▼
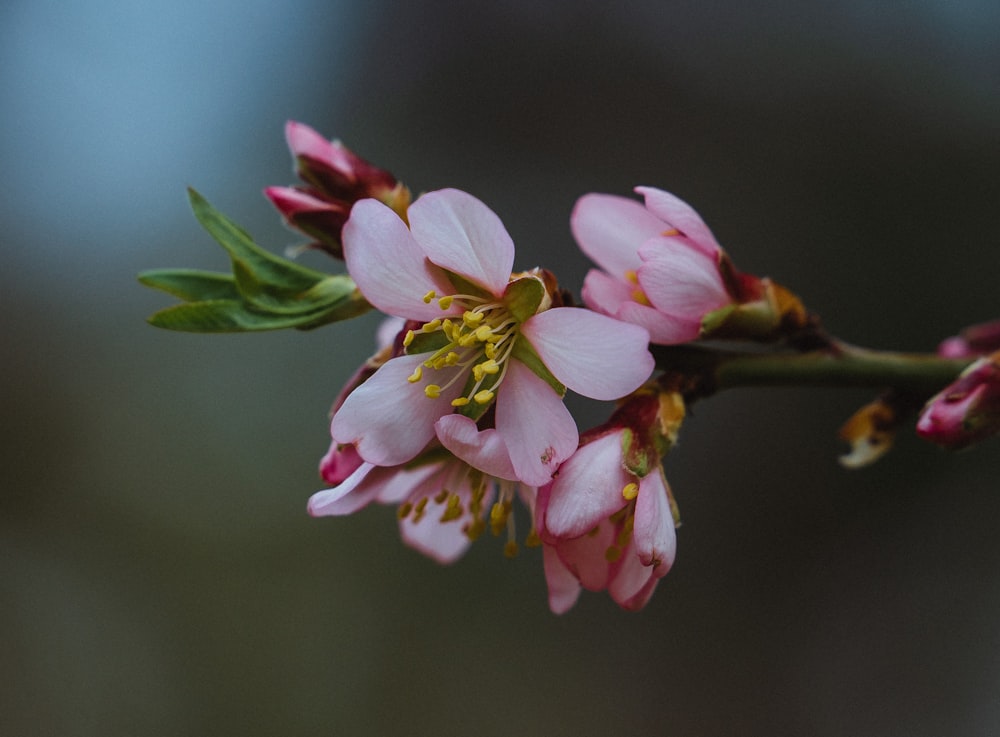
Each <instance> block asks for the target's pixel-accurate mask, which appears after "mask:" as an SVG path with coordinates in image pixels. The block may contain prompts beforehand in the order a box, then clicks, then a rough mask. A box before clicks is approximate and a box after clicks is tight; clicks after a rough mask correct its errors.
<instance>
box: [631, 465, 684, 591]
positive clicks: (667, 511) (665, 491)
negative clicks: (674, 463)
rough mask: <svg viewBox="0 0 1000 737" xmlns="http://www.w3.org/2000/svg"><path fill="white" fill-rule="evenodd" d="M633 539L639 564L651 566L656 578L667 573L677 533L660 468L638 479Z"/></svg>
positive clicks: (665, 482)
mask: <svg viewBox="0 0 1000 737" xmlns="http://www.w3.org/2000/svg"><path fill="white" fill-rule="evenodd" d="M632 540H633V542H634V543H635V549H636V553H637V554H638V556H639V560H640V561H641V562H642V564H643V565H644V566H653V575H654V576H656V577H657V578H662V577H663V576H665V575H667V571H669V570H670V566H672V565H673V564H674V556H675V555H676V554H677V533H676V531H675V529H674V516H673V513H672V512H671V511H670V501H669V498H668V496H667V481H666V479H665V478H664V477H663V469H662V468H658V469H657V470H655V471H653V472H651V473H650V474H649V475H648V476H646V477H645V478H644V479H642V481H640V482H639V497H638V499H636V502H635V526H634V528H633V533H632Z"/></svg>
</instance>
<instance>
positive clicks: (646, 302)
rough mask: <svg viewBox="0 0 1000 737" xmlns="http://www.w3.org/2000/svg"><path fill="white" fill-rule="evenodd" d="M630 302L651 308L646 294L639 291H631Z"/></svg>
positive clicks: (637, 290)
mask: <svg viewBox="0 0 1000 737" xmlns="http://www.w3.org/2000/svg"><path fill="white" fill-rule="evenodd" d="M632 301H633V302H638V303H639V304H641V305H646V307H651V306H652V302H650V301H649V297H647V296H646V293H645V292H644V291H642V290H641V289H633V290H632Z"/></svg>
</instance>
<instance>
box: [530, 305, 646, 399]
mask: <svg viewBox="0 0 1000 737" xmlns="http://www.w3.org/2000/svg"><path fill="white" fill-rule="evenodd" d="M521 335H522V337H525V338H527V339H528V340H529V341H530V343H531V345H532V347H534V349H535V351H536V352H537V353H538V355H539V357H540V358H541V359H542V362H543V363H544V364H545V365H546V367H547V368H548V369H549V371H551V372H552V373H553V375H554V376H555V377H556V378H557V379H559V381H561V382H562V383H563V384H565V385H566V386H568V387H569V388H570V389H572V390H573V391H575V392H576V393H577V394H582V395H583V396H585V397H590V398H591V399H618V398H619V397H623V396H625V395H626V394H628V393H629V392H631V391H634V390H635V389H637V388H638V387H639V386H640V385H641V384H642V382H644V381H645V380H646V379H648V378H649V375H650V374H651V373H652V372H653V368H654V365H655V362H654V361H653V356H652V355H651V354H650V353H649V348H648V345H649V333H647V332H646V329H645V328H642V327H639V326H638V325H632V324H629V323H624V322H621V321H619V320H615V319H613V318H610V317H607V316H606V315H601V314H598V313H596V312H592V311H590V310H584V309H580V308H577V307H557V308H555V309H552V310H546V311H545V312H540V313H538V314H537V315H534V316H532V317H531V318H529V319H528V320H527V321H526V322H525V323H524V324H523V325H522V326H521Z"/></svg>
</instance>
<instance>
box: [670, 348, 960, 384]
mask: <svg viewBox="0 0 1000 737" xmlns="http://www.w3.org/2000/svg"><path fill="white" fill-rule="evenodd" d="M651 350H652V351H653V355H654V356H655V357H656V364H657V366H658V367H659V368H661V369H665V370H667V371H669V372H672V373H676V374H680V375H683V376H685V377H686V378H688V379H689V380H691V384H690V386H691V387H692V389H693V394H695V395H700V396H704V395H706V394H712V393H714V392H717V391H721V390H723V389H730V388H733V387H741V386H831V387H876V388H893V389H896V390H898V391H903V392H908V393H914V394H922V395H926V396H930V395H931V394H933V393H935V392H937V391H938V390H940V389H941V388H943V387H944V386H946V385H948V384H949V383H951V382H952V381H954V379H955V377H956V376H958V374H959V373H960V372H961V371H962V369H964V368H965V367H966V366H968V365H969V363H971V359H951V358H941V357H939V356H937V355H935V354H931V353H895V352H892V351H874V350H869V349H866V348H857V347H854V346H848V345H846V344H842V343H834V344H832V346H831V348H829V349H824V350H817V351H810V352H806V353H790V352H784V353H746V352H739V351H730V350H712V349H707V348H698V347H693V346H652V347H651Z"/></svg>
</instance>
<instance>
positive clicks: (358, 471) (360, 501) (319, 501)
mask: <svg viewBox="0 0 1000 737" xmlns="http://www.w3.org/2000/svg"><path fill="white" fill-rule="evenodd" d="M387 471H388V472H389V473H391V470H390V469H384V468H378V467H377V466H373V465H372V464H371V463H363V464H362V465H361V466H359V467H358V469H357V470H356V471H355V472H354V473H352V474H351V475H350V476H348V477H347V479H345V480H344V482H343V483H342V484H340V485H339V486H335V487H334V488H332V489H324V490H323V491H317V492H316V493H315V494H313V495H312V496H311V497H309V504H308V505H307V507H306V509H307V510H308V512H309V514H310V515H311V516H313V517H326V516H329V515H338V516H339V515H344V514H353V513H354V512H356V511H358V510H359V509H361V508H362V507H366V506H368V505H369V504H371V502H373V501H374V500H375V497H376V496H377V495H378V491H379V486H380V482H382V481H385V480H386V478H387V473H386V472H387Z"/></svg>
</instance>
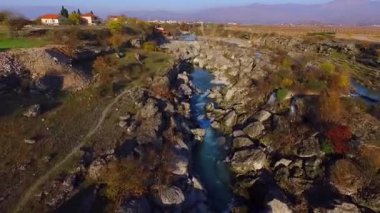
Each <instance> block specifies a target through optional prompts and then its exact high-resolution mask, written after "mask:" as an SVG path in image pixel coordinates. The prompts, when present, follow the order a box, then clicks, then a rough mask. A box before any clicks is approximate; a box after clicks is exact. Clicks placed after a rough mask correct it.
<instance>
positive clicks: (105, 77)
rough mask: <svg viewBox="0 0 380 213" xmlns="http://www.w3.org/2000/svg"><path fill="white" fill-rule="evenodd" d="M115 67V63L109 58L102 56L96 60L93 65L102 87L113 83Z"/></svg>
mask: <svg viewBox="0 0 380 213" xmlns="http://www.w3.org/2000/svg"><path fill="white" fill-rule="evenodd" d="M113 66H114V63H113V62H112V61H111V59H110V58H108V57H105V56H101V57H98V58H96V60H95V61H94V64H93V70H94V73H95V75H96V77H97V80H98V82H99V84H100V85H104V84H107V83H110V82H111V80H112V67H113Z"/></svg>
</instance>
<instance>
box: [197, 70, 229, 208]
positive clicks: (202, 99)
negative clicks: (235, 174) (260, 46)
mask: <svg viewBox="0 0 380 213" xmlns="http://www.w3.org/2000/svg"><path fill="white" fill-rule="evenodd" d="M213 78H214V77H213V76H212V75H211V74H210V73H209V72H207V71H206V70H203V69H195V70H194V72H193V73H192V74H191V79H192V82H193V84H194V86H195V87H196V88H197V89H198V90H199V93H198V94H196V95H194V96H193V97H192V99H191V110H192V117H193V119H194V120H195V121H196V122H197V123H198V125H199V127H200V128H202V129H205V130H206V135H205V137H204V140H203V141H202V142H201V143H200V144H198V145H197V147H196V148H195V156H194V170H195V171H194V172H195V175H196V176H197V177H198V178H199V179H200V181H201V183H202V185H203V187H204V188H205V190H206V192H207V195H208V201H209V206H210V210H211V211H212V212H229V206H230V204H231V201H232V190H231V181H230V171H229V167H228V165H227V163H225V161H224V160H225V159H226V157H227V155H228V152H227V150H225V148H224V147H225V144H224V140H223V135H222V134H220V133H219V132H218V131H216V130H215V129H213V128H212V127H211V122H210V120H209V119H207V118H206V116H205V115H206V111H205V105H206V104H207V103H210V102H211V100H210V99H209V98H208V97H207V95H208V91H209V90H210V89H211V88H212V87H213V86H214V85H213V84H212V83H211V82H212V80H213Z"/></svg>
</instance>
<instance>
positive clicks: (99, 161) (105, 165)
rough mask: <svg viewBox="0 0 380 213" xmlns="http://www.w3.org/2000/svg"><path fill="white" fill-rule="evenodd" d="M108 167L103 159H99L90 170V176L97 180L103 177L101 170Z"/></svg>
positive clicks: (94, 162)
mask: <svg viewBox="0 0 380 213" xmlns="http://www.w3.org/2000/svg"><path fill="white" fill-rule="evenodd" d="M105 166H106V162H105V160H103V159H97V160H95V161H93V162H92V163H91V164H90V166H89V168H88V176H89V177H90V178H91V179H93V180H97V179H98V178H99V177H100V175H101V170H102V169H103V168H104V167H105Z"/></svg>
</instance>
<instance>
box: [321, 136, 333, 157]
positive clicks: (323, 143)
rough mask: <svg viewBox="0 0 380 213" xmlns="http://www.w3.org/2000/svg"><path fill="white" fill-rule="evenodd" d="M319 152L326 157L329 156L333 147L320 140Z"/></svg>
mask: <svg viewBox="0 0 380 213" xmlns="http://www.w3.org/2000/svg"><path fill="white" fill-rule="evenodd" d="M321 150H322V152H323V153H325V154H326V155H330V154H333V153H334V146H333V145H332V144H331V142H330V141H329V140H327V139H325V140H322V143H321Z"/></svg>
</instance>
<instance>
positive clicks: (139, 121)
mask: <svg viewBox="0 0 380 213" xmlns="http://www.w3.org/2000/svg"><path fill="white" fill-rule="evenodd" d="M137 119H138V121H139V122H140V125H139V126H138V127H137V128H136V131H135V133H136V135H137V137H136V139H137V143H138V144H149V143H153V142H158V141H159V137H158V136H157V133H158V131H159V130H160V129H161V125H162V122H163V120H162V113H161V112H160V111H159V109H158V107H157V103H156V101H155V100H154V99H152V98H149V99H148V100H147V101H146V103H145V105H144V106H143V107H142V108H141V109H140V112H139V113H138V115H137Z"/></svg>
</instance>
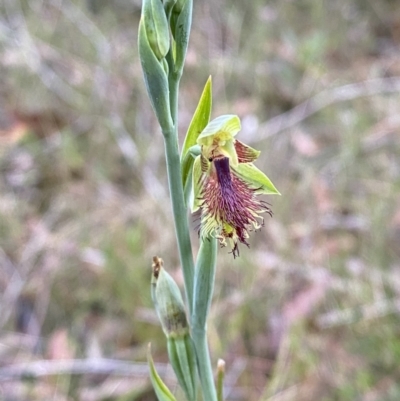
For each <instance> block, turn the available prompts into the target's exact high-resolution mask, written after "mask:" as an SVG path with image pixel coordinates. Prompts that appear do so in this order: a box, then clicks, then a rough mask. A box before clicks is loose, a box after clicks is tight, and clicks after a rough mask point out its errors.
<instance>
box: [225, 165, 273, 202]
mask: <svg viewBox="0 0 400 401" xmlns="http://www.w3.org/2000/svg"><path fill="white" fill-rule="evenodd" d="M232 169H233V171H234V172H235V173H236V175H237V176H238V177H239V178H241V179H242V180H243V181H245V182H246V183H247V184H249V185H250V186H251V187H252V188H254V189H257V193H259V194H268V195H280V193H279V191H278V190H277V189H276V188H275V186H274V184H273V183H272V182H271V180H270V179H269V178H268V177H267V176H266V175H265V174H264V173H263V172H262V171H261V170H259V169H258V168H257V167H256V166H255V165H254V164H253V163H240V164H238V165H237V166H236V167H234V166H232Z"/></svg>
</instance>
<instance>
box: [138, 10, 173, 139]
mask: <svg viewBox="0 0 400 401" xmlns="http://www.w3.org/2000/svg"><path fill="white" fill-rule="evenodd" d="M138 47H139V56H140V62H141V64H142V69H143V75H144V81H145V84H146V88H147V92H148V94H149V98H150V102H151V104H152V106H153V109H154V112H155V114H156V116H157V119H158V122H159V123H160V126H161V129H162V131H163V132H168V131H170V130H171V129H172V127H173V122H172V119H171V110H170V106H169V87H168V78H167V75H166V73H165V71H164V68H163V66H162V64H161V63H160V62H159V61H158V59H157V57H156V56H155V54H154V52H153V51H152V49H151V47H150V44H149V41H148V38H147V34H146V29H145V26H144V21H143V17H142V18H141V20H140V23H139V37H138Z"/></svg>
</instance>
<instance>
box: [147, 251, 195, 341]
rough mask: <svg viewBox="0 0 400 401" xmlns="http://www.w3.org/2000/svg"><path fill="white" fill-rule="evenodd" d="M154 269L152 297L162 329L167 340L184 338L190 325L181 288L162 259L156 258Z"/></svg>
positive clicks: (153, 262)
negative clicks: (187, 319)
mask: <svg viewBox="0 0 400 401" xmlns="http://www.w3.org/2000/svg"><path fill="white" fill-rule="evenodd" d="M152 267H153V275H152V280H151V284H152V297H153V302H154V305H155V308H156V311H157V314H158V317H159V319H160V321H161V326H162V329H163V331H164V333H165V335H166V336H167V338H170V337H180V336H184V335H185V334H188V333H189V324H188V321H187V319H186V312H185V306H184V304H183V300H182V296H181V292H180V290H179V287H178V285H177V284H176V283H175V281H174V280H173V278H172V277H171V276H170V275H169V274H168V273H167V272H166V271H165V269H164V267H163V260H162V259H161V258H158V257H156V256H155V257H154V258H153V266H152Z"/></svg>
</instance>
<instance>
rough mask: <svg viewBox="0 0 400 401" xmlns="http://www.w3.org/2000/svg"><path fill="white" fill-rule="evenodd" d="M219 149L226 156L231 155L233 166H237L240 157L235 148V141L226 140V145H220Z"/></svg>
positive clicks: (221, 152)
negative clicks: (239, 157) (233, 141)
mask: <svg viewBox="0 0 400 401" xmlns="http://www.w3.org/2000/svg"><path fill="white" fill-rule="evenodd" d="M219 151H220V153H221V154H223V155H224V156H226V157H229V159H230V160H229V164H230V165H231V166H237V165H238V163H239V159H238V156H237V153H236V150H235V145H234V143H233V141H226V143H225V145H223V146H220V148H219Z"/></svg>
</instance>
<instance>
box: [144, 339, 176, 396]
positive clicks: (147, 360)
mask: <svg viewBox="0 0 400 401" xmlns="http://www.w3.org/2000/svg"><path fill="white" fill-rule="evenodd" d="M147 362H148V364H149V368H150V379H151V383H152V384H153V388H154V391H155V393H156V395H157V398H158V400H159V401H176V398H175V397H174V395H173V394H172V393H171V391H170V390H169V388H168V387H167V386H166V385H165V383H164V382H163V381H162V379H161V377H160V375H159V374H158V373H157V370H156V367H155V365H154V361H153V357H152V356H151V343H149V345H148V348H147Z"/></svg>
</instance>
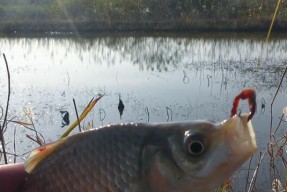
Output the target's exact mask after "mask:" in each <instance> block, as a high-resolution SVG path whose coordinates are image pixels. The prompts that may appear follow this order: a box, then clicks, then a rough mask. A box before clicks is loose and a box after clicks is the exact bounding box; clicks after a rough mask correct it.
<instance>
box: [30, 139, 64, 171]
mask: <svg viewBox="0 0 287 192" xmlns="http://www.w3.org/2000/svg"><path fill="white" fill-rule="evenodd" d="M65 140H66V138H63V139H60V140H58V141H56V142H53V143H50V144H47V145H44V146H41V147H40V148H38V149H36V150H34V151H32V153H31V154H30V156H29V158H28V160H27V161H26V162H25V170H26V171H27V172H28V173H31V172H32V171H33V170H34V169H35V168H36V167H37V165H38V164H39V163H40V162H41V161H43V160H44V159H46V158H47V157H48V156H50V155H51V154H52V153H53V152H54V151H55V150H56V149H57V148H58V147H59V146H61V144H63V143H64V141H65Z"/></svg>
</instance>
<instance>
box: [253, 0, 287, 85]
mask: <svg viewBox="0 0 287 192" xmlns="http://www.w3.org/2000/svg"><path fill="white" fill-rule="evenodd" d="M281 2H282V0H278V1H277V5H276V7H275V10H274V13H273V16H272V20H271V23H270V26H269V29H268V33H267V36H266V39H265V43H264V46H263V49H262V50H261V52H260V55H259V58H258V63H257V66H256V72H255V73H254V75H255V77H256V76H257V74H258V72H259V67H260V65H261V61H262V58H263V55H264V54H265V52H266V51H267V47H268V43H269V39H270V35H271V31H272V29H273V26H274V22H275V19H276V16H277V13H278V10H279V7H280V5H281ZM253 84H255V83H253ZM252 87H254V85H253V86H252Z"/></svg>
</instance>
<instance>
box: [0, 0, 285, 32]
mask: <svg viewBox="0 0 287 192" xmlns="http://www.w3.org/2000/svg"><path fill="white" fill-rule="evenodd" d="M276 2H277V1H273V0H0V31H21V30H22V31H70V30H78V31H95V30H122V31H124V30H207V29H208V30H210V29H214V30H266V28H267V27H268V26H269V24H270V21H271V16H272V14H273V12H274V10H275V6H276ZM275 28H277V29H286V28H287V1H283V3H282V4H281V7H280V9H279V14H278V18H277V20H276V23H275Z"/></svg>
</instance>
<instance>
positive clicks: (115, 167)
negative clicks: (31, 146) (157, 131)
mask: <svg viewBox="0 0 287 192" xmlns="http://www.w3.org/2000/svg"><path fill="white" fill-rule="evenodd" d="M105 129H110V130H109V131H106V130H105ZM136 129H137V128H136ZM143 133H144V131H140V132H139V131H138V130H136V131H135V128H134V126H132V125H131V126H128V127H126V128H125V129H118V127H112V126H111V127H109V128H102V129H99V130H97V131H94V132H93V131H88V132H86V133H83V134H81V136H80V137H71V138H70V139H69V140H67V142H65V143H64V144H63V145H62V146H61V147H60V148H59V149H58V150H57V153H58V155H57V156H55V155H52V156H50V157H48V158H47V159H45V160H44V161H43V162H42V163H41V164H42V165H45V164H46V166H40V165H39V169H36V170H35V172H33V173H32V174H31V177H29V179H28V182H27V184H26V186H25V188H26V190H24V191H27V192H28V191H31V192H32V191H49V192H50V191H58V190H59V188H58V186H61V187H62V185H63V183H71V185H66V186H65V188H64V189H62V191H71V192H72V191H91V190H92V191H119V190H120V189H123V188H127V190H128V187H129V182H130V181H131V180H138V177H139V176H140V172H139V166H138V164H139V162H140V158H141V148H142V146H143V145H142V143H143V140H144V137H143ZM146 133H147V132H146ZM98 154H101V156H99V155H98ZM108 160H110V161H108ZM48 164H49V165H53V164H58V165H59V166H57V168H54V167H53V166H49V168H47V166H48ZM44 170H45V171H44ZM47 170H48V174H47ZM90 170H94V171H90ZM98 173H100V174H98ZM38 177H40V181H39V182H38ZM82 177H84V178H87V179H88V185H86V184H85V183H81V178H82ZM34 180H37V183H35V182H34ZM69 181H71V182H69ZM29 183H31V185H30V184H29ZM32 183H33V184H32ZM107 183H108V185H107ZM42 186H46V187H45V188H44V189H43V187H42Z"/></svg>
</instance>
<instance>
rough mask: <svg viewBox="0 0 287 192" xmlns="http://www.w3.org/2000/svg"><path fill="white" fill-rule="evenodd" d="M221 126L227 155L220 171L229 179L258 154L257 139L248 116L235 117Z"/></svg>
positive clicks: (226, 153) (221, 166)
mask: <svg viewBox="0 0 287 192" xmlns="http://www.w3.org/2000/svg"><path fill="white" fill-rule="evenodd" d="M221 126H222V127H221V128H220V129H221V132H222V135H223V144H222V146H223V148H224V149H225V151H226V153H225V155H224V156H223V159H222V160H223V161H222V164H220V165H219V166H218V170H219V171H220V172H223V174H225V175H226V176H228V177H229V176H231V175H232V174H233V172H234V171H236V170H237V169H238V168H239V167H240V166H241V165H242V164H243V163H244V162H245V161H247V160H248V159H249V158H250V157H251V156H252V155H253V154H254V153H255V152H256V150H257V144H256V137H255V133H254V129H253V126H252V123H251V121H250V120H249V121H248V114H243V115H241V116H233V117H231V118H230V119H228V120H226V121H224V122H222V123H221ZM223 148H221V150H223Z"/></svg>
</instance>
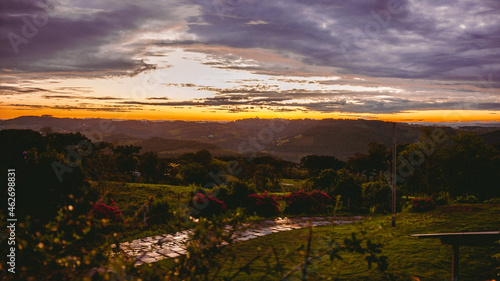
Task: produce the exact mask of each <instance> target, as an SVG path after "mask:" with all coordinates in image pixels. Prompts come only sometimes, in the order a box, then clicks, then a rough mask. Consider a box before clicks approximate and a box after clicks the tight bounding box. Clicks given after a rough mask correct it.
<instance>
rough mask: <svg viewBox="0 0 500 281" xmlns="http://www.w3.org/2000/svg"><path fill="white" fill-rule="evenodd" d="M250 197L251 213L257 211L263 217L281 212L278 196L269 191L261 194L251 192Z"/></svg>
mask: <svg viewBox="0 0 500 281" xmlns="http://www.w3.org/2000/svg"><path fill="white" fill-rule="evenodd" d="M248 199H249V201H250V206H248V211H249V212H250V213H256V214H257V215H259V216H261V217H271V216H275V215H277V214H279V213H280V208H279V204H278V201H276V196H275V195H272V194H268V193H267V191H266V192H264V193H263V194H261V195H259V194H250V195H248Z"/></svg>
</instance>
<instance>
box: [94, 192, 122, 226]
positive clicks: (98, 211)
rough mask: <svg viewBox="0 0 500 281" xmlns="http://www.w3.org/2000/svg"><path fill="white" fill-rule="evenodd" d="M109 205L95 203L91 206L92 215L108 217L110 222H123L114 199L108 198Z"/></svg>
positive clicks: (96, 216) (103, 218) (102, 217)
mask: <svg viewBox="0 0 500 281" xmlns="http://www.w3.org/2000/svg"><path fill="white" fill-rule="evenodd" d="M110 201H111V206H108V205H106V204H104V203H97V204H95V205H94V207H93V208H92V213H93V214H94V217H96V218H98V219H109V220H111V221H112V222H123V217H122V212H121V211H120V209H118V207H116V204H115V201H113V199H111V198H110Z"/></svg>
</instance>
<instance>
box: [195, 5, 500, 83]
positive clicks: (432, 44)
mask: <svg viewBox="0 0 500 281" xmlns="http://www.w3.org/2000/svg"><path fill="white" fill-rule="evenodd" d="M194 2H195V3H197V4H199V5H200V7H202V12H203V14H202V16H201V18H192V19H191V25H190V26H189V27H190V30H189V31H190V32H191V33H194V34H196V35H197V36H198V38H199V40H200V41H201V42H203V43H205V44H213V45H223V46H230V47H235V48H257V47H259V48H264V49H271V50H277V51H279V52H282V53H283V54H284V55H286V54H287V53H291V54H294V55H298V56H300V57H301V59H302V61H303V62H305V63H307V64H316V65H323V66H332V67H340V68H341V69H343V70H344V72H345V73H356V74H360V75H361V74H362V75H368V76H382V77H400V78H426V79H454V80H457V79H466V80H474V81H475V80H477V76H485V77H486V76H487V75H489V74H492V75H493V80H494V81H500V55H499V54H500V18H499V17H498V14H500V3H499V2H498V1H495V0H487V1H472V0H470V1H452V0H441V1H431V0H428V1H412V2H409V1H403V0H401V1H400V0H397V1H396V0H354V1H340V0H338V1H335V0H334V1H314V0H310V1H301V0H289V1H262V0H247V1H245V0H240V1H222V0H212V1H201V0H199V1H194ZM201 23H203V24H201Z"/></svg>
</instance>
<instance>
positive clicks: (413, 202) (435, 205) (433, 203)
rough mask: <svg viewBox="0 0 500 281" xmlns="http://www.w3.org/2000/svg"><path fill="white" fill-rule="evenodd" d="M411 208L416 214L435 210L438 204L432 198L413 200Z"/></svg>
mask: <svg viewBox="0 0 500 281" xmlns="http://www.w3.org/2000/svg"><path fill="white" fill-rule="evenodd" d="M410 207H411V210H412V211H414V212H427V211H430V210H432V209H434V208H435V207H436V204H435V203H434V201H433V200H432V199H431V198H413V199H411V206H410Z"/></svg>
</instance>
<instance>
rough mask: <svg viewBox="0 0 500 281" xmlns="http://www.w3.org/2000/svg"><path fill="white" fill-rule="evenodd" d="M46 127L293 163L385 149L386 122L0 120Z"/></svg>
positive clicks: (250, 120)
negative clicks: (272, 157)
▲
- **ASSIGNMENT**: Starting at the first line of the material, output exactly the lines up to and including the one with "539L639 564L651 566L656". Do not include the pictures.

- **YOUR RESPONSE**:
Each <instance> block asks for the target's pixel-accurate mask, which appears after "mask:" as an SVG path with coordinates in image pixels. The block may contain prompts beforehand in the order a box, then clicks, then a rough mask. A box before clicks is approximate and a box after clicks is tight; clicks after a rough mask correct its errors.
<instance>
box: [631, 465, 684, 591]
positive clicks: (667, 511) (665, 491)
negative clicks: (674, 463)
rough mask: <svg viewBox="0 0 1000 737" xmlns="http://www.w3.org/2000/svg"><path fill="white" fill-rule="evenodd" d="M633 539L639 564L651 566L656 578L667 573L677 533L660 468L638 479Z"/></svg>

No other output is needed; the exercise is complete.